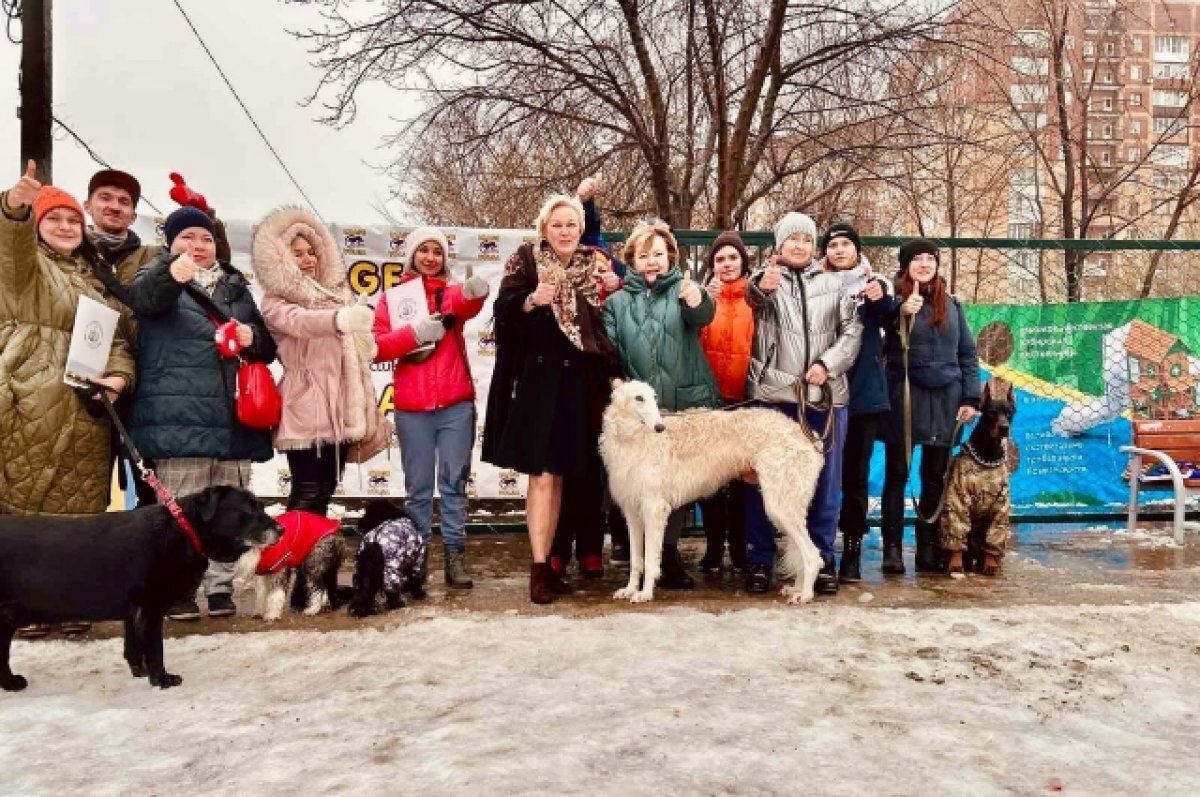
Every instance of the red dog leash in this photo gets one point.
(160, 491)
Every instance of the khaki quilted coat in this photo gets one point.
(54, 457)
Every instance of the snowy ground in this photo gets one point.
(822, 700)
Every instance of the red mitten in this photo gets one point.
(184, 195)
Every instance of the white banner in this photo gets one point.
(373, 262)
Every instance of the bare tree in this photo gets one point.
(713, 102)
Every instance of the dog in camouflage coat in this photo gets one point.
(390, 559)
(976, 523)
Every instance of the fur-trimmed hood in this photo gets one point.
(276, 268)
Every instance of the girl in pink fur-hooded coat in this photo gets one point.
(325, 346)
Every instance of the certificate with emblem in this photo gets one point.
(91, 340)
(407, 303)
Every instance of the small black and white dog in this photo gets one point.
(389, 561)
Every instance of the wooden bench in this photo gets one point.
(1168, 442)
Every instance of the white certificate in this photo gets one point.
(91, 340)
(407, 303)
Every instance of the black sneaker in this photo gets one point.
(221, 605)
(759, 579)
(185, 610)
(827, 580)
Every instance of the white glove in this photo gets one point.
(358, 318)
(475, 287)
(366, 346)
(429, 330)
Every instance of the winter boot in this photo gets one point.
(893, 553)
(457, 576)
(928, 553)
(673, 574)
(827, 580)
(539, 583)
(415, 582)
(851, 570)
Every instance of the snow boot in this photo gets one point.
(851, 569)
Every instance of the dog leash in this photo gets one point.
(149, 477)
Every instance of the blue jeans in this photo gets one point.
(443, 441)
(823, 509)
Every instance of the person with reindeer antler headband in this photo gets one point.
(552, 372)
(193, 310)
(934, 384)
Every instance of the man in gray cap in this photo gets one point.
(113, 205)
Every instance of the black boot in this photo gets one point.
(673, 575)
(928, 553)
(827, 580)
(851, 570)
(893, 553)
(309, 496)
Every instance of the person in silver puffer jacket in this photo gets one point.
(805, 330)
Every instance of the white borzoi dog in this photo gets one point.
(657, 465)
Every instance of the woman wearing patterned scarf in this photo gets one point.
(552, 371)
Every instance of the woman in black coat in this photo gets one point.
(184, 411)
(552, 373)
(942, 373)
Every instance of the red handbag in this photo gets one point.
(258, 401)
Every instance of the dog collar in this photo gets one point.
(177, 513)
(988, 463)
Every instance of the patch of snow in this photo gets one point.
(823, 700)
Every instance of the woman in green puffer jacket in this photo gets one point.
(654, 323)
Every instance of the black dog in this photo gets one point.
(120, 565)
(390, 559)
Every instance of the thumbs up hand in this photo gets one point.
(772, 277)
(689, 292)
(25, 191)
(913, 304)
(545, 292)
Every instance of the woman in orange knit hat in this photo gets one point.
(726, 343)
(54, 448)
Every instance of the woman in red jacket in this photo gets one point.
(435, 395)
(726, 343)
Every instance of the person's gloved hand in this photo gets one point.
(429, 330)
(358, 318)
(475, 287)
(366, 346)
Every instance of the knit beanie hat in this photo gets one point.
(729, 238)
(51, 198)
(117, 179)
(793, 223)
(421, 235)
(915, 247)
(843, 229)
(185, 219)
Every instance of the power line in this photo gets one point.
(94, 156)
(249, 115)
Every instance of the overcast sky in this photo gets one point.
(132, 81)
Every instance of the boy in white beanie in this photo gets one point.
(807, 330)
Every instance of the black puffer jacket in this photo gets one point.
(184, 406)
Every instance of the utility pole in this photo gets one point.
(36, 83)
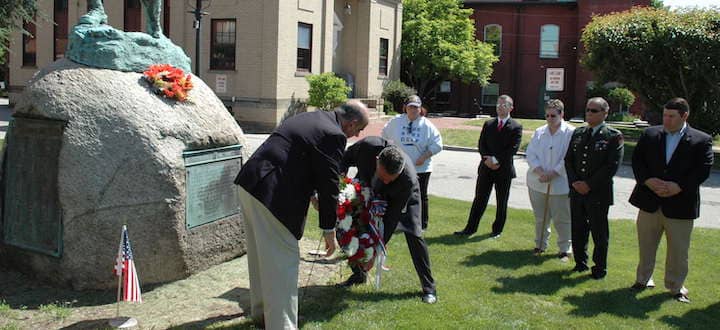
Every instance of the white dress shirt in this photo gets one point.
(547, 151)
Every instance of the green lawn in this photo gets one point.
(486, 283)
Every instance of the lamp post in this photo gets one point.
(199, 13)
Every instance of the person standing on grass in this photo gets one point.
(670, 162)
(547, 179)
(499, 142)
(392, 177)
(301, 156)
(593, 157)
(420, 140)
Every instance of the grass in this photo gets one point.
(485, 283)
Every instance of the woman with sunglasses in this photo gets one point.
(547, 180)
(418, 138)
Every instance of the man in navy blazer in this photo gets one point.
(670, 162)
(499, 142)
(301, 156)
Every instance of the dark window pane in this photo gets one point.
(382, 67)
(304, 53)
(222, 44)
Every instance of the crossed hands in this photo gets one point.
(663, 188)
(545, 176)
(581, 187)
(488, 161)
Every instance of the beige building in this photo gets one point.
(255, 54)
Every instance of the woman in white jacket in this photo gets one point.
(418, 138)
(547, 180)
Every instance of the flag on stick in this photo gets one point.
(125, 270)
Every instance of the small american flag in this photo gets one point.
(125, 267)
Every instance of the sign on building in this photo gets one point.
(221, 83)
(555, 79)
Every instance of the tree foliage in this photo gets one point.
(12, 14)
(661, 54)
(438, 44)
(327, 90)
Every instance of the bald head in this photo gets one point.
(353, 117)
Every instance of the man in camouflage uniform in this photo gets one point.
(592, 159)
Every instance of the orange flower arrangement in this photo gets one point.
(169, 81)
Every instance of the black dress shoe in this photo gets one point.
(681, 297)
(600, 274)
(462, 233)
(354, 279)
(580, 268)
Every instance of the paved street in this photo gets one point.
(455, 172)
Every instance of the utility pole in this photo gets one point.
(197, 24)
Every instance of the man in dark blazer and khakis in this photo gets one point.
(301, 156)
(498, 143)
(670, 162)
(391, 174)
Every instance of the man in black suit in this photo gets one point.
(301, 156)
(391, 174)
(592, 159)
(670, 162)
(498, 143)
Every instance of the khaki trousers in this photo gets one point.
(650, 227)
(273, 261)
(558, 213)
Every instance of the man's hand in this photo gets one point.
(581, 187)
(330, 244)
(672, 189)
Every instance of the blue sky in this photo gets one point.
(684, 3)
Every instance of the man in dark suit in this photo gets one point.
(302, 155)
(670, 162)
(592, 159)
(498, 143)
(391, 174)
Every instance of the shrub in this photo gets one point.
(395, 92)
(327, 90)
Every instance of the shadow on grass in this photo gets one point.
(451, 239)
(540, 284)
(506, 259)
(20, 291)
(696, 318)
(620, 302)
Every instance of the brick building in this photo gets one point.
(254, 54)
(534, 38)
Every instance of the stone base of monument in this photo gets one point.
(123, 323)
(90, 150)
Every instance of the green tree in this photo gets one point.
(327, 90)
(12, 14)
(661, 54)
(622, 97)
(438, 44)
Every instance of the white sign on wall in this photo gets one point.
(555, 79)
(221, 83)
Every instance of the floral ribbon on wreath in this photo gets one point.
(359, 217)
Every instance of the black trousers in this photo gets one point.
(590, 216)
(483, 187)
(424, 179)
(420, 257)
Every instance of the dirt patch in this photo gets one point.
(215, 296)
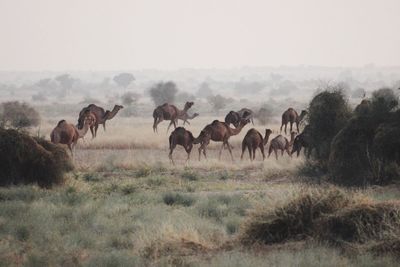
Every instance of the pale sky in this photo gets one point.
(170, 34)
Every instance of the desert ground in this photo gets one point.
(125, 204)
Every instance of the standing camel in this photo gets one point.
(291, 116)
(254, 140)
(68, 134)
(169, 112)
(101, 116)
(219, 132)
(180, 136)
(234, 117)
(186, 117)
(281, 143)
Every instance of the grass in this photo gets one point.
(131, 207)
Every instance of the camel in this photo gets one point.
(254, 140)
(234, 117)
(101, 116)
(169, 112)
(281, 143)
(68, 134)
(180, 136)
(219, 132)
(185, 117)
(291, 116)
(302, 140)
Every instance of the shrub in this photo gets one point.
(328, 113)
(24, 159)
(163, 93)
(18, 115)
(178, 199)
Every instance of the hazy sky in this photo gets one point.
(170, 34)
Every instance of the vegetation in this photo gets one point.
(18, 115)
(163, 93)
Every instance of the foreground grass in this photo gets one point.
(155, 215)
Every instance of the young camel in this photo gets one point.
(180, 136)
(169, 112)
(67, 134)
(281, 143)
(254, 140)
(219, 132)
(291, 116)
(186, 117)
(101, 116)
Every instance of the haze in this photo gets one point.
(115, 35)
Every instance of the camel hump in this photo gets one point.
(61, 122)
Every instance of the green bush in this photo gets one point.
(24, 159)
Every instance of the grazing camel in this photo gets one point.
(254, 140)
(169, 112)
(67, 134)
(291, 116)
(101, 116)
(281, 143)
(186, 117)
(180, 136)
(219, 132)
(302, 140)
(234, 117)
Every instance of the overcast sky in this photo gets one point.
(171, 34)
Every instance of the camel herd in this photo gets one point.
(92, 116)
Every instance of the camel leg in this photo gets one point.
(230, 150)
(220, 150)
(262, 150)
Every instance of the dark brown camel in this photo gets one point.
(217, 131)
(169, 112)
(101, 116)
(254, 140)
(291, 116)
(234, 117)
(67, 134)
(302, 141)
(186, 117)
(180, 136)
(281, 143)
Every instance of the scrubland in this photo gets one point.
(126, 205)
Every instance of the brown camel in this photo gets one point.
(169, 112)
(281, 143)
(67, 134)
(180, 136)
(101, 116)
(254, 140)
(219, 132)
(291, 116)
(186, 117)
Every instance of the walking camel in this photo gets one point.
(291, 116)
(234, 117)
(169, 112)
(67, 134)
(254, 140)
(281, 143)
(101, 116)
(217, 131)
(180, 136)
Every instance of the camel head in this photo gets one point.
(188, 105)
(232, 117)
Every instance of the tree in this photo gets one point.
(18, 115)
(217, 102)
(124, 79)
(163, 93)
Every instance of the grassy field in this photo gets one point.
(126, 205)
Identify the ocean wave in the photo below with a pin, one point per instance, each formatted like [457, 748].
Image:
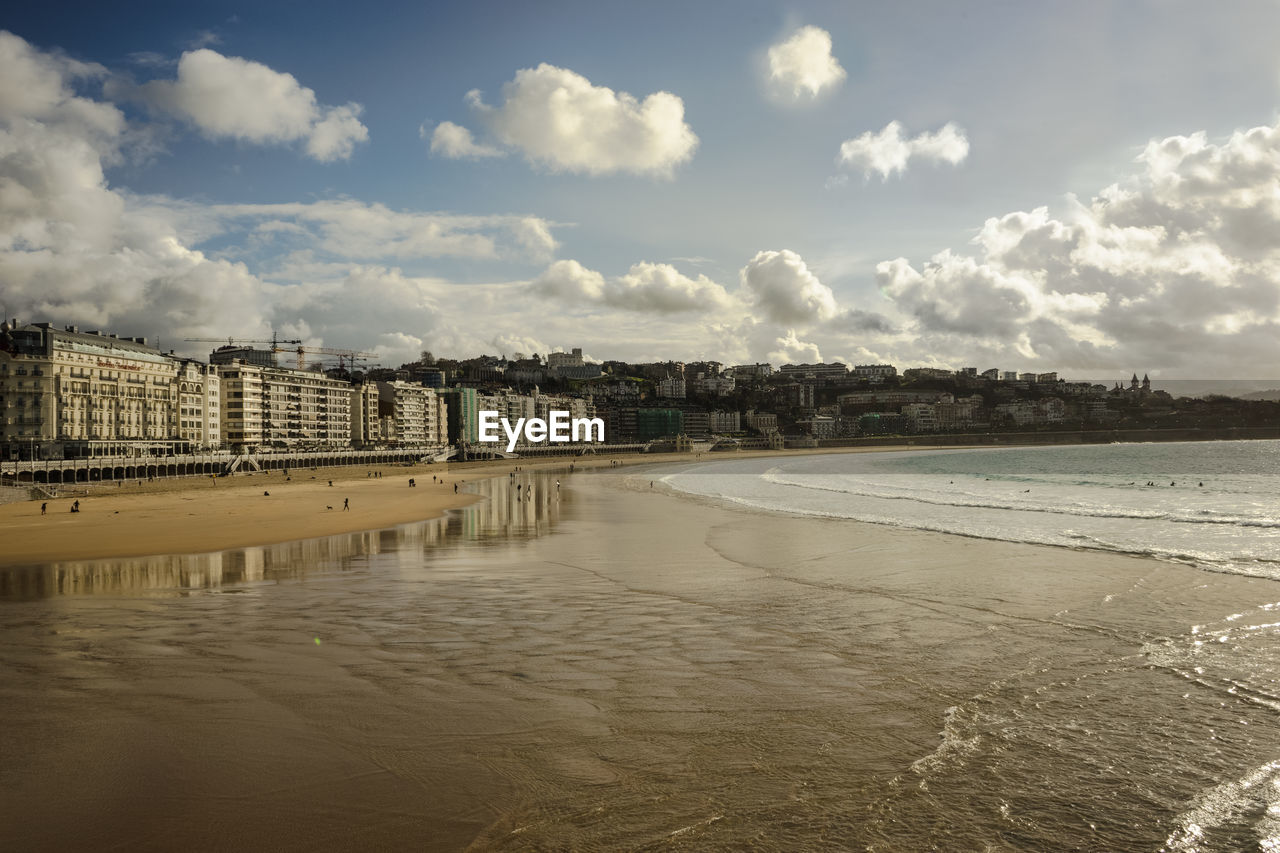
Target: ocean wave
[878, 491]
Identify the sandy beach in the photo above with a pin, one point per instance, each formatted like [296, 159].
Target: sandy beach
[609, 666]
[197, 515]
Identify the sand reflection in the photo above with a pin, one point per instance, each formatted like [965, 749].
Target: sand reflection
[519, 506]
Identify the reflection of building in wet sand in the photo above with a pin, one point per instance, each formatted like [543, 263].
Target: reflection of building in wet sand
[187, 571]
[511, 506]
[499, 515]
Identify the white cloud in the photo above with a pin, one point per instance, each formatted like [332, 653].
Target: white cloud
[562, 122]
[233, 97]
[786, 291]
[455, 141]
[803, 65]
[657, 288]
[359, 231]
[888, 151]
[1178, 268]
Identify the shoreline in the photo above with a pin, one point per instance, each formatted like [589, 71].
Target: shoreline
[204, 515]
[201, 515]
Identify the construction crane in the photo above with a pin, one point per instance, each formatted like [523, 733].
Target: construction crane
[275, 343]
[348, 355]
[301, 351]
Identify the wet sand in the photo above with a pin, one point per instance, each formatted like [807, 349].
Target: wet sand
[611, 667]
[199, 515]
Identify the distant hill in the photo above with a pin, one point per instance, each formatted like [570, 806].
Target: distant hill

# [Task to carry out]
The required answer is the exact run of lines above starting at the line with "Target: ocean wave" and ending at the line with "Identify the sand reflection", with both ends present.

# [Result]
Target: ocean wave
[878, 491]
Identify the sandy beach in the photo above with a pin, one point per instance, each formatted like [296, 159].
Target: sandy beach
[609, 666]
[197, 515]
Identify the sand reflection in the photo above with a pin, one point per instance, each formatted like [965, 749].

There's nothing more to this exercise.